:: Texto proporcionado ::

El panóptico de Foucault se comprende, así, como un mecanismo disciplinar que pretende garantizar el control sobre la sociedad: hay mucha gente que, en efecto, respeta los límites de velocidad, no porque considere que son medidas prudenciales para salvaguardar su seguridad y la de los demás, sino simple y llanamente porque se siente observado. Un mecanismo de control que encontramos, según Foucault, no sólo en las tiendas departamentales (y sus cámaras con vidrios polarizados que nos impiden ver a dónde apuntan), sino que también hacen acto de presencia en distintos ámbitos culturales, incluyendo los ámbitos educativos: no es raro, por ejemplo, encontrar escuelas que, además de lo académico, venden seguridad a través de ciertos dispositivos que los padres pueden consultar, para garantizar que sus hijos se encuentran donde se supone que deberían estar. Recuerdo, por ejemplo, que la primera guardería a la que llevamos a mi hijo mayor, contaba con cámaras que uno podía consultar en todo momento, un fenómeno que se está replicando a través de distintos mecanismos, como ocurre en el mundo digital. 

No es raro, en este sentido, que filósofos como Byung-Chul Han adviertan sobre los peligros de un mundo que se ha vuelto totalmente transparente y que corre el riesgo, no sólo de caer en los excesos del exhibicionismo contemporáneo, sino también de atarnos a otra suerte de mecanismos de control que son todavía más sutiles. Mecanismos como los que se aprecian en las redes sociales, donde los usuarios se encuentran constantemente dominados bajo lo que Han denominó como el “imperio del algoritmo”. Un mecanismo sumamente peligroso, pues nos hace creer que somos totalmente libres de tomar ciertas decisiones, cuando en realidad lo que ocurre es que en las redes sociales todo el tiempo te están bombardeando con cierta información –una información que responde a tus intereses y a los comportamientos que has manifestado a través de las mismas-, la cual tiene como objetivo seducirte para que termines haciendo tal o cual cosa. No es raro, por ejemplo, que a los profesores nos aparezcan constantes anuncios de libros que curiosamente se ajustan al tipo de literatura que usualmente consumimos, y que estos anuncios sean continuos, de modo que nunca pierdas de vista que no tienes la nueva edición, la edición crítica o el nuevo libro publicado por tal o cual autor. Tampoco es raro que en la actualidad se hable de los peligros de manipular hasta elecciones presidenciales a través de las redes sociales, tal y como se denunció en el caso Trump, por ejemplo.

:::
:: Información proporcionada ::

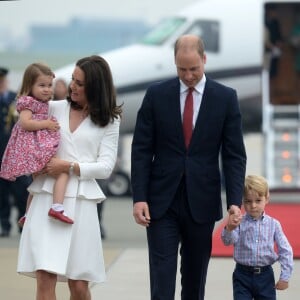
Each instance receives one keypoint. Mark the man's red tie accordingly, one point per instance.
(188, 117)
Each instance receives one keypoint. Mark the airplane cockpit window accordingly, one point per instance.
(163, 31)
(209, 32)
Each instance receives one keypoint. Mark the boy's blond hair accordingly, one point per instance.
(257, 184)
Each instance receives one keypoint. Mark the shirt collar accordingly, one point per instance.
(199, 86)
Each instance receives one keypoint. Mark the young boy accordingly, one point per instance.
(253, 236)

:::

_Qué se pide:_
Responde estas preguntas sobre el texto del panóptico:
(a) Según el texto, ¿por qué mucha gente respeta los límites de velocidad?
(b) ¿Con qué contaba la primera guardería a la que llevaron al hijo mayor?
(c) ¿Cómo denominó Byung-Chul Han el dominio bajo el que se encuentran los usuarios de las redes sociales?

_Resultado de la tarea:_
(a) Porque se siente observada, no porque considere que son medidas prudenciales para su seguridad y la de los demás.
(b) Con cámaras que uno podía consultar en todo momento.
(c) Como el "imperio del algoritmo".